• Quoted passage:

Calling this situation a supply chain attack is like saying you were victim of a "ethanol consumption attack" when you get drunk from drinking too many beers.
It's called a supply chain attack to displace the blame on the profitable organization that negligently uses this code onto the unpaid developers who lost control of it.
As if expecting lone OSS developers that you don't donate any money towards somehow being able to stand up against the attacks of nation states is a rational position to take.
In this case, the developer sold the user account & repository for money (no ownership change to monitor).. so if you were not privy to that transaction, you really couldn't "easily" avoid this without e.g. forking every repo you depend on and bringing it in house or some other likely painful defense mechanism to implement
That’s why businesses pay Redhat, Qt, Unity,… Clear contracts that reduces the risk of compromised dependencies. Or you vet your dependencies (it helps when you don’t have a lot)
What good does this comment do beside allow you to gloat and put others down? Like, Christ. Are you telling me that you’d ever speak this way to someone in person?
I have no doubt that every single person in this thread understands what a supply chain attack is.
You are arguing over semantics in an incredibly naive way. Trust relationships exist both in business and in society generally. It’s worth calling out attacks against trust relationships as what they are: attacks.
The first time a user, who uses a phone, open a website through an ads ( google ads or facebook ) with this link, it will redirect user to a malicious website.
Request for the first time from a unique IP, with a unique User-Agent.
User-Agent match that of a phone, we used an iphone's user agent ( Mozilla/5.0 (iPhone14,2; U; CPU iPhone OS 14_0 like Mac OS X) AppleWebKit/602.1.50 (KHTML, like Gecko) Version/10.0 Mobile/15E148 Safari/602.1 ).
Referer from a reputable website that installed polyfill.
Accept /
Accept-Encoding gzip, deflate, br, zstd
Delete all cookies
The request will return the original polyfill code, appended with a piece of malicious code. This code will make a run javascript from https://www.googie-anaiytics.com/ga.js , if the device is not a laptop. You can reproduce this multiple time on the same machine by changing User agent gently, (ex: change Mozilla/5.0 to Mozilla/6.0). Sometimes the server will just timeout or return code without the injection, but it should work most of the time.
The javascript on https://www.googie-anaiytics.com/ga.js will redirect users to a malicious website based on some condition check for a number of conditions before running ( useragent, screen width, ...) to ensure it is a phone, the entry point is at the end:
The code has some protection built-in, so if it is run on a non-suitable environment, it will attempt to relocate a lot of memory to freeze the current devices. It also re-translate all attribute name access with _0x42bcd7 .

• About this exercise: Which HTTP request headers are named in the polyfill attack discussion's list of conditions for getting the malicious code?

• Recorded information:
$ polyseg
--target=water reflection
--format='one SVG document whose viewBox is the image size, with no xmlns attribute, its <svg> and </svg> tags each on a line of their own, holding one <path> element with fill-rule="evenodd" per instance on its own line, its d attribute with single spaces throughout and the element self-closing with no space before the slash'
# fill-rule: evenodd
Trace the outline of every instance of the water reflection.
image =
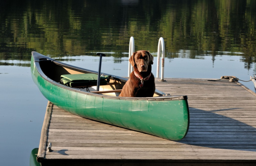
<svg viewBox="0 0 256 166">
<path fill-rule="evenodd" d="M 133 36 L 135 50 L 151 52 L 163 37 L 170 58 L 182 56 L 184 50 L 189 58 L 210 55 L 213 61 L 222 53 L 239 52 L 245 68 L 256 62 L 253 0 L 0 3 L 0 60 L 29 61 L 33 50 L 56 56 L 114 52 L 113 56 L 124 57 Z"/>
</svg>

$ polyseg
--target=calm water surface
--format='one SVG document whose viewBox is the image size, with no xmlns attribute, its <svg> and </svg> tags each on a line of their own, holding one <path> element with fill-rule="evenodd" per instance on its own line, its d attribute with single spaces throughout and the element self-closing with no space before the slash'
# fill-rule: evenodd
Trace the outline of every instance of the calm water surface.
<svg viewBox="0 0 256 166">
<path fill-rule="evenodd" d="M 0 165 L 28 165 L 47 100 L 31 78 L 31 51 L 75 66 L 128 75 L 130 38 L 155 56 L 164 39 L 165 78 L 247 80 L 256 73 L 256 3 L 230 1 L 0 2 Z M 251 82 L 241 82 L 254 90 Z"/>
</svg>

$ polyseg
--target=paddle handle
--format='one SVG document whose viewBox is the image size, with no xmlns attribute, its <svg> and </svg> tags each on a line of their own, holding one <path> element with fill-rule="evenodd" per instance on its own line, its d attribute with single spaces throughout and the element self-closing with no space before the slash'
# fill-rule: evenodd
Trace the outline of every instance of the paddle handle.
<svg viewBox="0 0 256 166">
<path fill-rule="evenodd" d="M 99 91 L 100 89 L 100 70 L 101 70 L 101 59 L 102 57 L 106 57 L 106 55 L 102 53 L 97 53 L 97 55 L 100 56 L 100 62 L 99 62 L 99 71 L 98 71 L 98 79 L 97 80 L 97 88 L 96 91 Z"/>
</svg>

...

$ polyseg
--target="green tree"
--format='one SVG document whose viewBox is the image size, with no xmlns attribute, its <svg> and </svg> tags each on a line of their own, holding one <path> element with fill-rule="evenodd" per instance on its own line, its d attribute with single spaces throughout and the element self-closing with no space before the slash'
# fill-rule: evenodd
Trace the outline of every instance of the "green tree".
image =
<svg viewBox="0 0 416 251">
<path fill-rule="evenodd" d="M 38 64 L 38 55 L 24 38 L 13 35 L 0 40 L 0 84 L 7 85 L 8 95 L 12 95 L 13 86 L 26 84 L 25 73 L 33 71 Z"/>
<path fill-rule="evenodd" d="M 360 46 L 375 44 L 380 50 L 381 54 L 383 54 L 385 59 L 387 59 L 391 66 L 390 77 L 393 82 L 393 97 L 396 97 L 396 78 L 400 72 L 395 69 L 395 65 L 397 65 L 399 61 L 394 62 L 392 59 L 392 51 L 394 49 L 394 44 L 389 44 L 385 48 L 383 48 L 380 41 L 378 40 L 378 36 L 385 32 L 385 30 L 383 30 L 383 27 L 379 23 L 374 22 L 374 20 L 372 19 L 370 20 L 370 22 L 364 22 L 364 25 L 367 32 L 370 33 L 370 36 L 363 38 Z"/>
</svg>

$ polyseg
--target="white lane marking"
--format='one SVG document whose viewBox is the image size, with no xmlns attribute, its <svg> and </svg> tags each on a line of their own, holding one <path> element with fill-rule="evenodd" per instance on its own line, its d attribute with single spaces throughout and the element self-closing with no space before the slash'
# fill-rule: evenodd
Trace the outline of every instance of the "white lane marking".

• Solved problem: User-Agent, Referer, Accept, Accept-Encoding